— BEGIN —

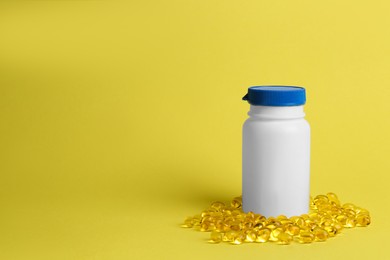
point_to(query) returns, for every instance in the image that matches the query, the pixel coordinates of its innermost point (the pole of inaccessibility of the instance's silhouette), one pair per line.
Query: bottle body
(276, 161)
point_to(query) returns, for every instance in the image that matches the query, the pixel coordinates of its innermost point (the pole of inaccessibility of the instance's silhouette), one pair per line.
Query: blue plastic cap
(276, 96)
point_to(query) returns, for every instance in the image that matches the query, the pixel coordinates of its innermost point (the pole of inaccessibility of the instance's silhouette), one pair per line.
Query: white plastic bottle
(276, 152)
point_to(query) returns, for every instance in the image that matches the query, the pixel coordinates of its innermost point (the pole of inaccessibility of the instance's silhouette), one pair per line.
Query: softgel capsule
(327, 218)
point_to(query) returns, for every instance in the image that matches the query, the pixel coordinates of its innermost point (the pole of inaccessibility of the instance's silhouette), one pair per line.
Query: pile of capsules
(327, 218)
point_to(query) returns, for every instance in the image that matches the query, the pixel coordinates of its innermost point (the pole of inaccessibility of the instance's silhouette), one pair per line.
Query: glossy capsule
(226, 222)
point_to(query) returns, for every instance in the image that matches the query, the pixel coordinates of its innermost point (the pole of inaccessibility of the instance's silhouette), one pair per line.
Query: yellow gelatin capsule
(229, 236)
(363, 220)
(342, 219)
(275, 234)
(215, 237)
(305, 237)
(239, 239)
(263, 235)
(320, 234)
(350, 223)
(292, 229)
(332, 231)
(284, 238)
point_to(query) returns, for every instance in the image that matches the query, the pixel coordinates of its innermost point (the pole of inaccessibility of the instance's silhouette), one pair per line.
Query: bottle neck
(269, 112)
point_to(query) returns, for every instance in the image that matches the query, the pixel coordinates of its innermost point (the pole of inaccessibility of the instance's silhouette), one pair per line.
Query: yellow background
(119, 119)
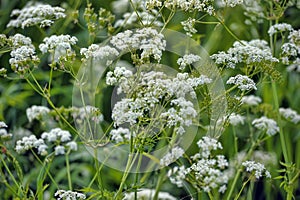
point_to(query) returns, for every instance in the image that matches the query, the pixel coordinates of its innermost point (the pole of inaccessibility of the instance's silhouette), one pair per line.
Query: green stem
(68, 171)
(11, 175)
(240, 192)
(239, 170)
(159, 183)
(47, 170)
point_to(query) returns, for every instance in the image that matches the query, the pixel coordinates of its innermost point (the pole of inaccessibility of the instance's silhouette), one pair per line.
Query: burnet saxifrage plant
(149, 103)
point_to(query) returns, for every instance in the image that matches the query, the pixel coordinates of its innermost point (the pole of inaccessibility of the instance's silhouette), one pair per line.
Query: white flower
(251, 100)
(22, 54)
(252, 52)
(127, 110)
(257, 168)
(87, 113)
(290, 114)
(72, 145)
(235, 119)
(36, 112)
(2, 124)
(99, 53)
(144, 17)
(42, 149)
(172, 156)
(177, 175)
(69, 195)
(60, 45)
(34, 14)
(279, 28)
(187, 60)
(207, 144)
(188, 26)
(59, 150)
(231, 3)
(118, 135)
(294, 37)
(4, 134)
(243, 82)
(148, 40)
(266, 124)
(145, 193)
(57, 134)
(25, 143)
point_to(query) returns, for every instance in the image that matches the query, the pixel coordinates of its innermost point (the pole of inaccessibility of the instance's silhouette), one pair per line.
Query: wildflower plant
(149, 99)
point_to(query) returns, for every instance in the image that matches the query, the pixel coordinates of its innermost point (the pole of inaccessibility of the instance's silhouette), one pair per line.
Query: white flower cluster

— END —
— BEGIN —

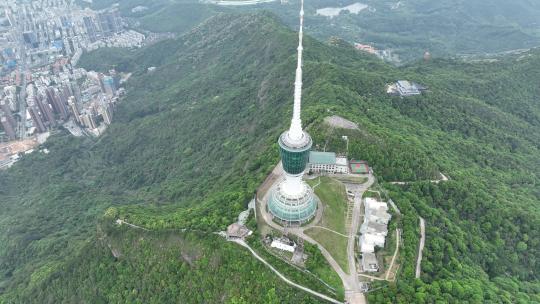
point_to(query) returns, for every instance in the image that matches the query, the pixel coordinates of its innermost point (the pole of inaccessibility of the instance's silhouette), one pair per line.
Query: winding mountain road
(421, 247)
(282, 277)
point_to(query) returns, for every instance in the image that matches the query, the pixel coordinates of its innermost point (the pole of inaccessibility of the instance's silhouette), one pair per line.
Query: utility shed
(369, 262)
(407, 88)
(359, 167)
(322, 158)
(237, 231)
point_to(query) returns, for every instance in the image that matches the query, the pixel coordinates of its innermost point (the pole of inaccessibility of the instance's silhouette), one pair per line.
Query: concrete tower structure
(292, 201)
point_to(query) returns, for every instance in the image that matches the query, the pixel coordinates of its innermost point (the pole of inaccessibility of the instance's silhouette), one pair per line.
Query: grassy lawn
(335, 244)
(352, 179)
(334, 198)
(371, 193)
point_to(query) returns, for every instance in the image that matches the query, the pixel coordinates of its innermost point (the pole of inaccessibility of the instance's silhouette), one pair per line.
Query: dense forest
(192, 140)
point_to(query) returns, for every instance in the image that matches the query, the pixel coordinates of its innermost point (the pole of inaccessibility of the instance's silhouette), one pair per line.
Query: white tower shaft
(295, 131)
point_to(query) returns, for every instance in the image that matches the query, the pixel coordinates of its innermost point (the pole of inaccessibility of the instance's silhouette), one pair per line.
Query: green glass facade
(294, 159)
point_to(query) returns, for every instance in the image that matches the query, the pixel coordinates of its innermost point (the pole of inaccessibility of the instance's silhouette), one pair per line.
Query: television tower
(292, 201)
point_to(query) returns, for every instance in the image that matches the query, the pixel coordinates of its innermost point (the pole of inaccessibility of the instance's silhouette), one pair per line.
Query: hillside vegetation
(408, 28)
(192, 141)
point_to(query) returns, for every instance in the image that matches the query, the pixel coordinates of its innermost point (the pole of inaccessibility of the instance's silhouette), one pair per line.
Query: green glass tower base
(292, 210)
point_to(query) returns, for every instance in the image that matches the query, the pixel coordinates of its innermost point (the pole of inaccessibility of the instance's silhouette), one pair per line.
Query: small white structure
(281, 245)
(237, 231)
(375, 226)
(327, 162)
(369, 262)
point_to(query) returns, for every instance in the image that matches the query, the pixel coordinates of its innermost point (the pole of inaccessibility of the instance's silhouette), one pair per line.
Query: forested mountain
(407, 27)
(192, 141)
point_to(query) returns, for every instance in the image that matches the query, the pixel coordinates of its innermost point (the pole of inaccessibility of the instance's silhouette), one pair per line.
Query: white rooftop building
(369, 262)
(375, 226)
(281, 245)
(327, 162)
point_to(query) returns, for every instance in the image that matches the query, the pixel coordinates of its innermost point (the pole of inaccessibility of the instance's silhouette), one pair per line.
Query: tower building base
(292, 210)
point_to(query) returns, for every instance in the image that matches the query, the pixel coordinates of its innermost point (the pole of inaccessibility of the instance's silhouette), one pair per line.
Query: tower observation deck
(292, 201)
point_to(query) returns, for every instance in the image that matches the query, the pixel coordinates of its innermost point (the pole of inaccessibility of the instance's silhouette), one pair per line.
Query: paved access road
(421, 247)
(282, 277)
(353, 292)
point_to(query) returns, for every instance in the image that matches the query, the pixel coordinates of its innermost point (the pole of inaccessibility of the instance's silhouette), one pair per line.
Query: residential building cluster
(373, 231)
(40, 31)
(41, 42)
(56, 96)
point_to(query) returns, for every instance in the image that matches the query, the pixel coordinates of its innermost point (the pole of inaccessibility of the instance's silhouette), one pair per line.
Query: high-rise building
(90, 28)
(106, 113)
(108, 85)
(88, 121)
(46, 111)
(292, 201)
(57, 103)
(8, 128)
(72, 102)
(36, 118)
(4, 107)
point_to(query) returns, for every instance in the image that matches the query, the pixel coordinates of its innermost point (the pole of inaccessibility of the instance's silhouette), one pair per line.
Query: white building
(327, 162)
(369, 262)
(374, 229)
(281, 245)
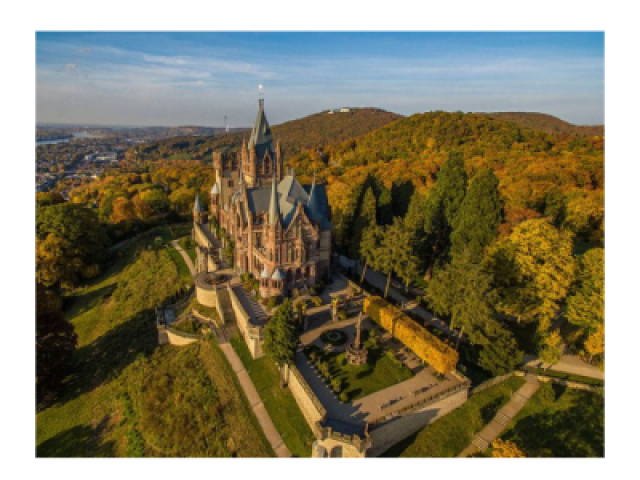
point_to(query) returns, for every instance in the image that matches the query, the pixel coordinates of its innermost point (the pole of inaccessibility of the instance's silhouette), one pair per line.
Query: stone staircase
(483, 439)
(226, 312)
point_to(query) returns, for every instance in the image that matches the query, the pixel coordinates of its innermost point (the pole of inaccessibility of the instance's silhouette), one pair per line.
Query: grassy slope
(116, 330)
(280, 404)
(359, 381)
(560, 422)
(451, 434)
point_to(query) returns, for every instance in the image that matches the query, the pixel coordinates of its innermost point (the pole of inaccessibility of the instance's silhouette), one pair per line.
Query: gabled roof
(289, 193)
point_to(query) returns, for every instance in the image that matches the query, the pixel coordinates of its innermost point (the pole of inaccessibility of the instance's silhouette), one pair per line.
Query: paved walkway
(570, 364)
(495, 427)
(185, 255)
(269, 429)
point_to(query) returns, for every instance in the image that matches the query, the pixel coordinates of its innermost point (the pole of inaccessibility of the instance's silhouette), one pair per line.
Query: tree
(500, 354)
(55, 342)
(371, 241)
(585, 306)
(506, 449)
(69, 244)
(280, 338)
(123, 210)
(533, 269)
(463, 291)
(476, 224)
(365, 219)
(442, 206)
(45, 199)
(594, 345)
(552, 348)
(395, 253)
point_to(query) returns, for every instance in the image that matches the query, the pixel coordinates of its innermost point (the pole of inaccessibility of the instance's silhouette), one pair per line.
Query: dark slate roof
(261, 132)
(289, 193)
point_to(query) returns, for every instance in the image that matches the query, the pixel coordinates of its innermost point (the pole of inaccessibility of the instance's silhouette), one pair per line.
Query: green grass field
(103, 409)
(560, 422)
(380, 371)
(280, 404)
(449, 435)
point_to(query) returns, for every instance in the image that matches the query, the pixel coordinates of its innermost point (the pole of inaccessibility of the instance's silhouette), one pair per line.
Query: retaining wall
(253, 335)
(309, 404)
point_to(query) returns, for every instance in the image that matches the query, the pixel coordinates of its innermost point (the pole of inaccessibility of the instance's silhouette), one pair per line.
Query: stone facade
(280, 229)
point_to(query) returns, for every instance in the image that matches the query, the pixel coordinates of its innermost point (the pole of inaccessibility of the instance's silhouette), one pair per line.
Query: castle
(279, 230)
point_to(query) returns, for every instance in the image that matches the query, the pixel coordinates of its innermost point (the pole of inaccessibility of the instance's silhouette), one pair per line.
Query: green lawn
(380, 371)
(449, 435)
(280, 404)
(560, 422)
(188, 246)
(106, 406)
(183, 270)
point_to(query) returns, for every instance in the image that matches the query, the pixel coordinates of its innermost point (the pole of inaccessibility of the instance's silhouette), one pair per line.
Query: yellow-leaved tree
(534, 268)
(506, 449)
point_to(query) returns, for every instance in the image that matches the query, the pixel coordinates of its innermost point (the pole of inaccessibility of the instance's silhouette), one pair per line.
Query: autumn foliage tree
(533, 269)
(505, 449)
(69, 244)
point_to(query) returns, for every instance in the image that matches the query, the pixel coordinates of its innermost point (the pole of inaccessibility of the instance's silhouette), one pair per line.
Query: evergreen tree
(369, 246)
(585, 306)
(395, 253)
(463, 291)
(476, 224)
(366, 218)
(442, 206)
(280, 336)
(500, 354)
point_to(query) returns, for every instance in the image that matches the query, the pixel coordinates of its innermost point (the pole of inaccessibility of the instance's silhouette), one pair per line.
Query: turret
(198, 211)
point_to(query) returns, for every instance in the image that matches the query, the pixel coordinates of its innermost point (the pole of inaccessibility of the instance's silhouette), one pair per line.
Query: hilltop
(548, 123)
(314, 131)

— END —

§ **EXERCISE AIM**: Tally how many of the lines above contain the string "structure", treating uppercase and lowercase as different. Reply with the number alone.

§ **RESPONSE BELOW**: 2